▸ TASK GOAL
Work out how many lines in the data that follows contain "below". Write nothing but the number.

○ ○ ○

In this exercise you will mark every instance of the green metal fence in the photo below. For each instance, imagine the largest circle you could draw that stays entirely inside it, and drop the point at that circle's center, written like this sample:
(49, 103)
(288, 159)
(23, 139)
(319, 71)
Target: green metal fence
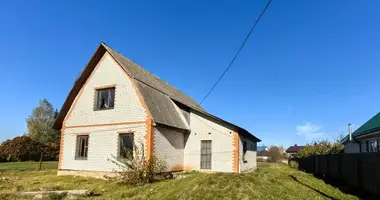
(359, 170)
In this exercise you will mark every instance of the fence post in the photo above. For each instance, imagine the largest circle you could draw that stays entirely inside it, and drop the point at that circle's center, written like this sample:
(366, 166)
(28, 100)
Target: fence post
(39, 168)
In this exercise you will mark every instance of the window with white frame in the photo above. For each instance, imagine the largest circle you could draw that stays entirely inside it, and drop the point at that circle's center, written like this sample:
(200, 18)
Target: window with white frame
(81, 147)
(126, 145)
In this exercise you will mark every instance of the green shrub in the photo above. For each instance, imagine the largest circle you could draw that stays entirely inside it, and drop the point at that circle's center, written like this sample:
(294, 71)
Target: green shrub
(275, 154)
(321, 148)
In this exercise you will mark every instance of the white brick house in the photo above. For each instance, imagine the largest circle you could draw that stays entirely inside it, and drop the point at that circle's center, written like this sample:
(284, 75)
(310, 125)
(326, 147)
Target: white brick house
(115, 101)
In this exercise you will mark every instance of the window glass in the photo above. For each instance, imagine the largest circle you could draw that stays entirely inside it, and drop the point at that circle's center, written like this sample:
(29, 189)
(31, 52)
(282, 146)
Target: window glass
(126, 145)
(105, 98)
(372, 146)
(81, 147)
(206, 154)
(245, 148)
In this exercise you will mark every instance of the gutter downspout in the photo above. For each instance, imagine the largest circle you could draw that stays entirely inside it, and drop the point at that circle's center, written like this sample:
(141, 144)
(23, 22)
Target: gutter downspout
(353, 139)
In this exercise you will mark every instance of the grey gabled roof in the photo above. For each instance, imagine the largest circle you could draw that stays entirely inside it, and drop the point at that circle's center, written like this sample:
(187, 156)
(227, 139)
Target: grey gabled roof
(161, 107)
(159, 96)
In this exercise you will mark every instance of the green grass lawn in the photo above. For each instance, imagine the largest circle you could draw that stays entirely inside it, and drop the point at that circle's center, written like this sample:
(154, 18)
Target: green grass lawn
(270, 181)
(28, 165)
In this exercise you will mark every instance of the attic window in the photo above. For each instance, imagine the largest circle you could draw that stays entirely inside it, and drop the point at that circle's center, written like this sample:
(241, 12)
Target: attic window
(105, 98)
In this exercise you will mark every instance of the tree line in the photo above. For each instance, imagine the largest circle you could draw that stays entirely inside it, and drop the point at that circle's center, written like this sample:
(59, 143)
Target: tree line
(40, 140)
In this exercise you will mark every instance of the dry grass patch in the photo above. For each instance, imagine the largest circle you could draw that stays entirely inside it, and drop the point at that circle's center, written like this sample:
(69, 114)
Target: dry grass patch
(270, 181)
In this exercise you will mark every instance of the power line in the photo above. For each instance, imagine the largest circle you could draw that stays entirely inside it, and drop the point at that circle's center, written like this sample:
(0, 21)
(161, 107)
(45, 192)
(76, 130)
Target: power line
(237, 53)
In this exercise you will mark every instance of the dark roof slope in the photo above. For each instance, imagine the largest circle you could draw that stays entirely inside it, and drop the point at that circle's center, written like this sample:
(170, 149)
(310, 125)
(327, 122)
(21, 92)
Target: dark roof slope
(294, 149)
(370, 126)
(161, 107)
(139, 73)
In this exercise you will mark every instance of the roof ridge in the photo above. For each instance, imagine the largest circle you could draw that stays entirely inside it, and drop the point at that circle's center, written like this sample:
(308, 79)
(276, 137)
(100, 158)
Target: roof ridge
(138, 66)
(197, 105)
(367, 123)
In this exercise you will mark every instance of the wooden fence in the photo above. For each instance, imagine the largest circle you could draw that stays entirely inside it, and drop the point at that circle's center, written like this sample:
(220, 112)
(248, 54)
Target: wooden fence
(359, 170)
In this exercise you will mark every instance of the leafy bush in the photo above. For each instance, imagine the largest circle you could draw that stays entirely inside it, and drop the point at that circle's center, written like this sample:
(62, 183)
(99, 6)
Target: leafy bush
(320, 148)
(293, 164)
(275, 154)
(25, 149)
(136, 169)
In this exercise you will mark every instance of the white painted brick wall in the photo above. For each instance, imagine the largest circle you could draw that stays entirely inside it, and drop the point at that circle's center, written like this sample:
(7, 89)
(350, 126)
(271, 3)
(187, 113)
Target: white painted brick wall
(250, 157)
(103, 145)
(222, 144)
(127, 104)
(169, 146)
(103, 141)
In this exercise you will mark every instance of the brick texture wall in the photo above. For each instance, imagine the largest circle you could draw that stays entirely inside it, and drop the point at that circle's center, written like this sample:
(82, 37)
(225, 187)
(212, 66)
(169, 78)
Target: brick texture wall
(222, 144)
(103, 140)
(127, 105)
(169, 146)
(103, 145)
(250, 155)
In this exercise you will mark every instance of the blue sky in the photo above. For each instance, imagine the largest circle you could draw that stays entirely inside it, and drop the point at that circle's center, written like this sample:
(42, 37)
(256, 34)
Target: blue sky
(309, 68)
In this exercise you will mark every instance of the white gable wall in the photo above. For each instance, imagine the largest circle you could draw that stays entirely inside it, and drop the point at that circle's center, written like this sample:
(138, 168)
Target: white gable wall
(103, 139)
(203, 128)
(248, 161)
(127, 104)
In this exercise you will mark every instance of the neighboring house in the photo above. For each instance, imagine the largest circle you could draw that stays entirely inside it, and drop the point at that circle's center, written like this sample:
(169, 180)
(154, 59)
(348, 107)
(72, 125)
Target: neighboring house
(115, 102)
(293, 150)
(263, 154)
(365, 139)
(262, 148)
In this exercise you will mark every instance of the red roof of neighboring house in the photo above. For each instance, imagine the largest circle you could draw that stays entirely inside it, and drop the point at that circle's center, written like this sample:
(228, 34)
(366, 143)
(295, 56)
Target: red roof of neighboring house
(294, 149)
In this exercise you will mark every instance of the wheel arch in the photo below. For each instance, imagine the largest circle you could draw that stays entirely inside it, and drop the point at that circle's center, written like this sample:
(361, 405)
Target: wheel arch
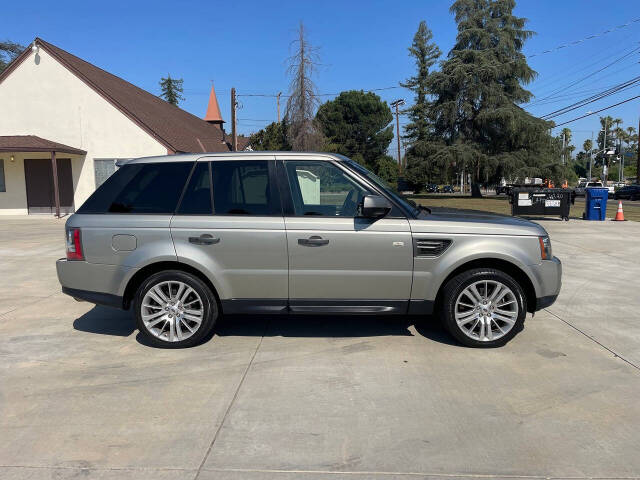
(145, 272)
(507, 267)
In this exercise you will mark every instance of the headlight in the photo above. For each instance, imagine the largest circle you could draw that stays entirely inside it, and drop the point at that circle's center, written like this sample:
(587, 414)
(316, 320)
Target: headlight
(545, 248)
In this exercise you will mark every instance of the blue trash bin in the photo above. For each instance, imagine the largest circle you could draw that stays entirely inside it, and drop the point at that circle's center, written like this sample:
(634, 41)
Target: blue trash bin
(595, 203)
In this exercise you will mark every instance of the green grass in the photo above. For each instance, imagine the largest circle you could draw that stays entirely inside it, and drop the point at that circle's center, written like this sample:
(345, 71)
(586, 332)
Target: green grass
(501, 205)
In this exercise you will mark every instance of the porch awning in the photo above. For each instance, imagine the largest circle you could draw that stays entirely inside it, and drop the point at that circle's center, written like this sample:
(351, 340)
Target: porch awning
(31, 143)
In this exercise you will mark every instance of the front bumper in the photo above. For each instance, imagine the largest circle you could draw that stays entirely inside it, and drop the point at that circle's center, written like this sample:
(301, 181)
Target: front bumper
(548, 277)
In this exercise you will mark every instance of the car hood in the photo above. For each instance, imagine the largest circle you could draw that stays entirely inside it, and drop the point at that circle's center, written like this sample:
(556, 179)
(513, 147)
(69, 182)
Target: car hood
(472, 222)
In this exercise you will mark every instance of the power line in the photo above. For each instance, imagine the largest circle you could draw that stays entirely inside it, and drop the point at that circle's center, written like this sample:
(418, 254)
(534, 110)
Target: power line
(598, 111)
(594, 98)
(315, 95)
(589, 37)
(543, 84)
(586, 76)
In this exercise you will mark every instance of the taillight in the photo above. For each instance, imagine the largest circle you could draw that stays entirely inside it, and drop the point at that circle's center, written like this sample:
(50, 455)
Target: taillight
(545, 248)
(74, 244)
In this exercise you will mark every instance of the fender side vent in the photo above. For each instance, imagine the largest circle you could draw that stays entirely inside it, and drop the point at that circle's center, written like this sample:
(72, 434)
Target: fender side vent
(429, 247)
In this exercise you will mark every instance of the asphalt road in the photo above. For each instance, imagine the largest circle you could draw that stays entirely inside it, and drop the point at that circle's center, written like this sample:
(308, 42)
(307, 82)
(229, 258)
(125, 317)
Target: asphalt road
(82, 394)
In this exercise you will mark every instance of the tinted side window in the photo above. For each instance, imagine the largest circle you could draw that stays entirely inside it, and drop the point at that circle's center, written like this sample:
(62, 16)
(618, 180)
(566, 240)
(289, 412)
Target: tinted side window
(321, 188)
(140, 188)
(242, 188)
(197, 197)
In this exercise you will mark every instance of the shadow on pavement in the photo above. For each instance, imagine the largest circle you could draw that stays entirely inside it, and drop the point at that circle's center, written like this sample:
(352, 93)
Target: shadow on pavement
(106, 321)
(332, 326)
(109, 321)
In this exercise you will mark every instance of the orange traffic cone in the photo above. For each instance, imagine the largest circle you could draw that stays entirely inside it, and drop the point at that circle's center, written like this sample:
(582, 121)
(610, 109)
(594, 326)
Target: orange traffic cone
(620, 213)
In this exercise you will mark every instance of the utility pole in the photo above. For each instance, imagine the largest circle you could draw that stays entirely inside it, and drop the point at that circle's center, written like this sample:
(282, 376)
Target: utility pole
(605, 168)
(396, 104)
(590, 157)
(234, 132)
(278, 100)
(638, 156)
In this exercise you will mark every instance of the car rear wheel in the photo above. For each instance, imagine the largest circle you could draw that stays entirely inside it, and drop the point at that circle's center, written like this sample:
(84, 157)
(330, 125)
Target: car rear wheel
(483, 307)
(175, 309)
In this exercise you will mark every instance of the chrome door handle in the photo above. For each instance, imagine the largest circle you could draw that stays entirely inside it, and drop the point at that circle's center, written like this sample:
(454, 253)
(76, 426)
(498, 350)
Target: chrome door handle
(313, 241)
(204, 239)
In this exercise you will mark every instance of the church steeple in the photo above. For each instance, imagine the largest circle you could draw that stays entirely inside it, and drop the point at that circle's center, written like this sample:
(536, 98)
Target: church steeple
(213, 115)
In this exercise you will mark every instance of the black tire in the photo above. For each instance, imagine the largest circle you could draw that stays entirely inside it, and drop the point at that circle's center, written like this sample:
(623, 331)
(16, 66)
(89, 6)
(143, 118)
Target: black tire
(208, 300)
(454, 288)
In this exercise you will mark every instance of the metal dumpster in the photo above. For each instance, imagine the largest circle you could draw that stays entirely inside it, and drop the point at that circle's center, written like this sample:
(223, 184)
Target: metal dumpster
(541, 201)
(595, 203)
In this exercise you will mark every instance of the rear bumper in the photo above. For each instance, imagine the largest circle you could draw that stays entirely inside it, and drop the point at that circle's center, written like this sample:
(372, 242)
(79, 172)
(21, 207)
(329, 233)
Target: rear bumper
(544, 302)
(94, 297)
(93, 282)
(548, 275)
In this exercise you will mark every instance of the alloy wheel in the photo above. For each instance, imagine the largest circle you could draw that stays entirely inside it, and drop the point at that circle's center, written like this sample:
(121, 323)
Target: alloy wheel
(486, 310)
(172, 311)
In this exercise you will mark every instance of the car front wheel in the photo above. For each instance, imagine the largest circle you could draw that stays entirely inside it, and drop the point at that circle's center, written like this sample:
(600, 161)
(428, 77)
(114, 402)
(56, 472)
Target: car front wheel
(483, 307)
(175, 309)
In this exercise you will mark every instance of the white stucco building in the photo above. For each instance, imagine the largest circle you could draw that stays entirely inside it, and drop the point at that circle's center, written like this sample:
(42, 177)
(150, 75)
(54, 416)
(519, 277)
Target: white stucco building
(60, 113)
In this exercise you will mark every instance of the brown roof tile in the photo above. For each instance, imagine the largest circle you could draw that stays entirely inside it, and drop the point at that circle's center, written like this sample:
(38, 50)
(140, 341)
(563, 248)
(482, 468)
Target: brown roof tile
(175, 128)
(31, 143)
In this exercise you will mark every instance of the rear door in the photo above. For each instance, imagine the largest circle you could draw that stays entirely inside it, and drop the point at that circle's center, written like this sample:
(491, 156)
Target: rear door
(338, 260)
(230, 224)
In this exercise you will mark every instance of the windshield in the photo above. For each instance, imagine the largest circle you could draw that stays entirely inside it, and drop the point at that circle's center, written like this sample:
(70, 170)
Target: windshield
(409, 205)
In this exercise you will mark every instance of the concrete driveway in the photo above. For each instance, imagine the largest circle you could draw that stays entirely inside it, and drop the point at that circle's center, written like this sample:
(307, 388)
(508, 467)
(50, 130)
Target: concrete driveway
(81, 395)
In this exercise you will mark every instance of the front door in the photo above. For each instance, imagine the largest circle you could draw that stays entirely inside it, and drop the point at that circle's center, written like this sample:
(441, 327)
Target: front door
(235, 231)
(337, 260)
(39, 182)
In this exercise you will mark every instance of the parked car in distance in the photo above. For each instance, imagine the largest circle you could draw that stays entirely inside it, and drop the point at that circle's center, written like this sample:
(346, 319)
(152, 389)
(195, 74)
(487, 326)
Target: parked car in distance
(184, 239)
(629, 192)
(580, 189)
(503, 189)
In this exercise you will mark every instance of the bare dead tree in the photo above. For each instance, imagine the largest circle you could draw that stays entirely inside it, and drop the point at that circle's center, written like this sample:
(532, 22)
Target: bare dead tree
(302, 103)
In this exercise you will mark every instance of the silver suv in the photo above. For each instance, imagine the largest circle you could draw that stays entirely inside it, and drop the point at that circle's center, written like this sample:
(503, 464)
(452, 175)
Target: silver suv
(183, 239)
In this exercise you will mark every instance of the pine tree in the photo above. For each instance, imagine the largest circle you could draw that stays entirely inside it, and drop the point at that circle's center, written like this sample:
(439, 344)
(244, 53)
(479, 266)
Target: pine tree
(478, 123)
(356, 122)
(273, 137)
(171, 89)
(8, 52)
(420, 167)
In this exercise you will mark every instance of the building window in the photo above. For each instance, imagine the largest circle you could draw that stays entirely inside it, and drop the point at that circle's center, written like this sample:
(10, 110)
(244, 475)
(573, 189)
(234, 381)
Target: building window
(103, 168)
(3, 185)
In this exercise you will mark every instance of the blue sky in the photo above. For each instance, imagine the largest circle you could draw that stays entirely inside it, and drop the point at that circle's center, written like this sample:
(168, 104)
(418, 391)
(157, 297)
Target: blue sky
(363, 45)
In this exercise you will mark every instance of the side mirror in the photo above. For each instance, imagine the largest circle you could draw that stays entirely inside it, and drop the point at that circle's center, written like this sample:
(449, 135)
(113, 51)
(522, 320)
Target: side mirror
(374, 206)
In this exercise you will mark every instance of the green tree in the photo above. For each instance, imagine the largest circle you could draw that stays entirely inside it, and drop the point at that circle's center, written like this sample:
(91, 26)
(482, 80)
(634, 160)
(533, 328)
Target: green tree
(273, 137)
(567, 148)
(356, 122)
(8, 52)
(478, 123)
(387, 169)
(171, 89)
(419, 157)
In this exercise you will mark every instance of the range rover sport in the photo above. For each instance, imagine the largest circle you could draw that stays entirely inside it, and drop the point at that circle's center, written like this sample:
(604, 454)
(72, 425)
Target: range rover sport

○ ○ ○

▸ RESPONSE AREA
2